WORK REQUIRED:
Extract the full set of records, then give each one again exactly.

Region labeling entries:
╭──
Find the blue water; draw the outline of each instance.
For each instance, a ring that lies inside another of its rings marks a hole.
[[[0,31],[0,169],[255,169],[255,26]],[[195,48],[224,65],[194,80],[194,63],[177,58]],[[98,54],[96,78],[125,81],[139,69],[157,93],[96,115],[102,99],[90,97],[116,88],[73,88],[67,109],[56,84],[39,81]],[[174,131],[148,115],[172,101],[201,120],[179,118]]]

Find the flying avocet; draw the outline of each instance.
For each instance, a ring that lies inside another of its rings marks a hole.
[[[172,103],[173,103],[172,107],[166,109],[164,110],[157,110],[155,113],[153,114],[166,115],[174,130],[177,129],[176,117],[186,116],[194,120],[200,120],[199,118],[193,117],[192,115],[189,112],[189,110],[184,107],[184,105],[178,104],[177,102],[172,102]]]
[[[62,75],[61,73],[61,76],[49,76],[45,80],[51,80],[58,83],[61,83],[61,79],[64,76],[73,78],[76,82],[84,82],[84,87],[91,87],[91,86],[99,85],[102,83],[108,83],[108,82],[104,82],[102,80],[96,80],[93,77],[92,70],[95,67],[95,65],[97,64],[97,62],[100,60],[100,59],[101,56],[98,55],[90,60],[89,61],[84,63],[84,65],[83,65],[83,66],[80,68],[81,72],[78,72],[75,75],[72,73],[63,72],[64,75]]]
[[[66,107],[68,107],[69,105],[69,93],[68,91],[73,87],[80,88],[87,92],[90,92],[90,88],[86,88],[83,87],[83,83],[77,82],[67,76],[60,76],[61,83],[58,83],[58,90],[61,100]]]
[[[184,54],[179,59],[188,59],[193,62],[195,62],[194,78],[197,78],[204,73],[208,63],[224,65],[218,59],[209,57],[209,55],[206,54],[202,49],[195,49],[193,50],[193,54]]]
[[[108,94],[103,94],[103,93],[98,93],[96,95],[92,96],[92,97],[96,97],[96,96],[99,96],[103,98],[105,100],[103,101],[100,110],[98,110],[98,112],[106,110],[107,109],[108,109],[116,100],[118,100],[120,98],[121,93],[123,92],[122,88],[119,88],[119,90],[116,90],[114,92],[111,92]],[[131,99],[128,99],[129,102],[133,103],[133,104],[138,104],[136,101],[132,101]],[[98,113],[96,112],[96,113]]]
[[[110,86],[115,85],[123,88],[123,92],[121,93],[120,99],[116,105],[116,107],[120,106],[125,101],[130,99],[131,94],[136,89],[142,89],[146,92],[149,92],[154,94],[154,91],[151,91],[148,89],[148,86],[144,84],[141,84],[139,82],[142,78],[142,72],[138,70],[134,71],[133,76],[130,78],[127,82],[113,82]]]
╰──
SOLVED EXERCISE:
Find the blue water; draw the outline of each instance.
For each instance, a ring that lies inside another of its rings marks a hole.
[[[0,31],[0,169],[255,169],[255,26]],[[195,48],[224,65],[194,80],[194,63],[177,58]],[[98,54],[96,78],[125,81],[139,69],[157,93],[96,115],[102,99],[90,97],[116,88],[73,88],[67,109],[56,84],[39,81]],[[174,131],[148,115],[172,101],[201,120],[179,118]]]

Find the flying avocet; draw the outline of each instance.
For each instance, a ring that lies inside another of its rings marks a hole.
[[[172,103],[173,103],[172,107],[166,109],[164,110],[157,110],[155,113],[153,114],[166,115],[174,130],[177,129],[176,117],[186,116],[194,120],[200,120],[199,118],[193,117],[192,115],[189,112],[189,110],[184,107],[184,105],[178,104],[177,102],[172,102]]]
[[[62,75],[61,73],[61,76],[49,76],[45,80],[51,80],[58,83],[61,83],[61,79],[64,76],[73,78],[76,82],[84,82],[84,87],[91,87],[91,86],[99,85],[102,83],[108,83],[108,82],[104,82],[102,80],[96,80],[93,77],[92,70],[95,67],[95,65],[97,64],[97,62],[100,60],[100,59],[101,56],[98,55],[90,60],[89,61],[84,63],[84,65],[83,65],[83,66],[80,68],[81,72],[78,72],[75,75],[72,73],[63,72],[64,75]]]
[[[66,107],[68,107],[69,105],[69,93],[68,91],[73,87],[80,88],[87,92],[90,92],[90,88],[86,88],[83,87],[83,83],[77,82],[67,76],[60,76],[61,83],[58,83],[58,90],[61,100]]]
[[[184,54],[179,59],[188,59],[193,62],[195,62],[194,78],[197,78],[204,73],[208,63],[224,65],[218,59],[209,57],[209,55],[206,54],[202,49],[195,49],[193,50],[193,54]]]
[[[108,94],[103,94],[103,93],[98,93],[96,95],[92,96],[92,97],[96,97],[96,96],[99,96],[103,98],[105,100],[103,101],[100,110],[98,110],[98,112],[106,110],[107,109],[108,109],[116,100],[118,100],[120,98],[121,93],[123,92],[122,88],[119,88],[119,90],[116,90],[114,92],[111,92]],[[131,99],[128,99],[129,102],[133,103],[133,104],[138,104],[136,101],[132,101]],[[98,113],[96,112],[96,113]]]
[[[110,86],[115,85],[123,88],[123,92],[121,93],[120,99],[116,105],[116,107],[120,106],[125,101],[130,99],[131,94],[136,89],[142,89],[146,92],[149,92],[154,94],[154,91],[151,91],[148,89],[148,86],[144,84],[141,84],[139,82],[142,78],[142,72],[138,70],[134,71],[133,76],[130,78],[127,82],[113,82]]]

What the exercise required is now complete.